■ **Objective**:
Lay out every line of the material below as a numbered list, skipping any blank lines and leaving the pictures out.

■ **Point annotation entries for images**:

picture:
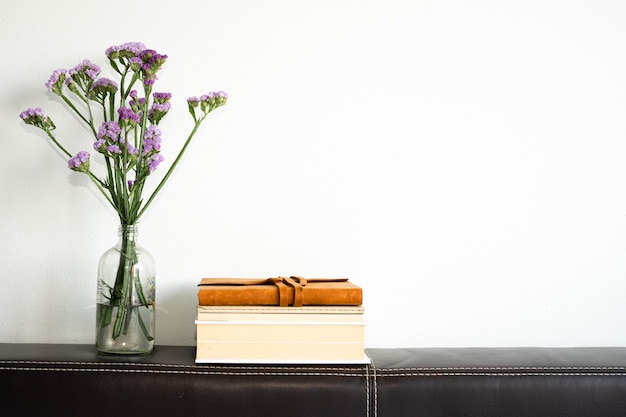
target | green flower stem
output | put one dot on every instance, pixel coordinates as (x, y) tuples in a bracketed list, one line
[(171, 169), (126, 279)]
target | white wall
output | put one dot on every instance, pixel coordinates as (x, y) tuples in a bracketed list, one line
[(462, 161)]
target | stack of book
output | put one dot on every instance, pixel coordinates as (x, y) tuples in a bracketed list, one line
[(280, 320)]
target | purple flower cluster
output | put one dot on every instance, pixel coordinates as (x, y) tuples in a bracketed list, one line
[(79, 162), (128, 115), (152, 140), (55, 82), (101, 87), (126, 50), (35, 117), (109, 139), (207, 102), (136, 103), (160, 107), (152, 62)]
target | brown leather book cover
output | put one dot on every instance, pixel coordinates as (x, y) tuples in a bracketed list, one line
[(280, 291)]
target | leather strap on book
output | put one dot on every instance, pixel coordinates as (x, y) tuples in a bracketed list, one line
[(283, 284)]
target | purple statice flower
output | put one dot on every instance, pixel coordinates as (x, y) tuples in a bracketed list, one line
[(55, 82), (193, 101), (113, 149), (161, 97), (79, 162), (131, 149), (152, 140), (135, 63), (151, 64), (154, 161), (100, 145), (160, 107), (157, 111), (136, 102), (35, 117), (212, 100), (109, 131), (126, 50), (31, 113), (89, 69), (128, 115)]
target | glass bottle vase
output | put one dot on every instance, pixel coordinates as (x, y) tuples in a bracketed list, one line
[(125, 313)]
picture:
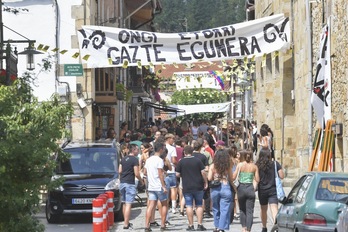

■ **Task solution**:
1. picture:
2. target | green flower stem
3. output | put one dot on every instance, pixel coordinates as (x, y) tuples in a bracketed list, one line
4. [(171, 169), (126, 279)]
5. target | white wall
6. output | put one dot on every instance, pixel coordinates as (x, y) tuples in a bracketed list, one line
7. [(462, 161)]
8. target | stack of book
9. output | put one dot on every instance, pixel coordinates as (x, y) tuples in a bracketed list, one line
10. [(280, 320)]
11. target | purple flower cluster
12. output | put one dot on every instance, pixel coordinates as (x, y) tuples in a bracketed list, one line
13. [(79, 162), (128, 115), (152, 140), (55, 82), (101, 87), (126, 50), (35, 117), (109, 139), (207, 102), (136, 103), (160, 107), (152, 62)]
14. target | brown leather book cover
15. output | put one dot on every instance, pixel coordinates as (x, y) tuples in a bracketed list, one line
16. [(280, 291)]
17. target | leather strap on book
18. output | put one dot on every instance, pixel coordinates as (x, y) tuples in a bracketed list, one line
19. [(283, 284)]
20. target | purple statice flower
21. output | put one dot on every instance, pixel coordinates as (x, y) tuples in a bracketed list, one line
22. [(55, 82), (193, 101), (113, 149), (161, 97), (79, 162), (131, 149), (152, 140), (135, 63), (151, 64), (154, 161), (100, 145), (160, 107), (157, 111), (136, 102), (35, 117), (212, 100), (109, 131), (126, 50), (31, 113), (89, 69), (128, 115)]
23. target | glass bottle vase
24. output | put one dot on every instance, pixel coordinates as (x, y) tuples in a bracketed list, one line
25. [(125, 313)]
26. picture:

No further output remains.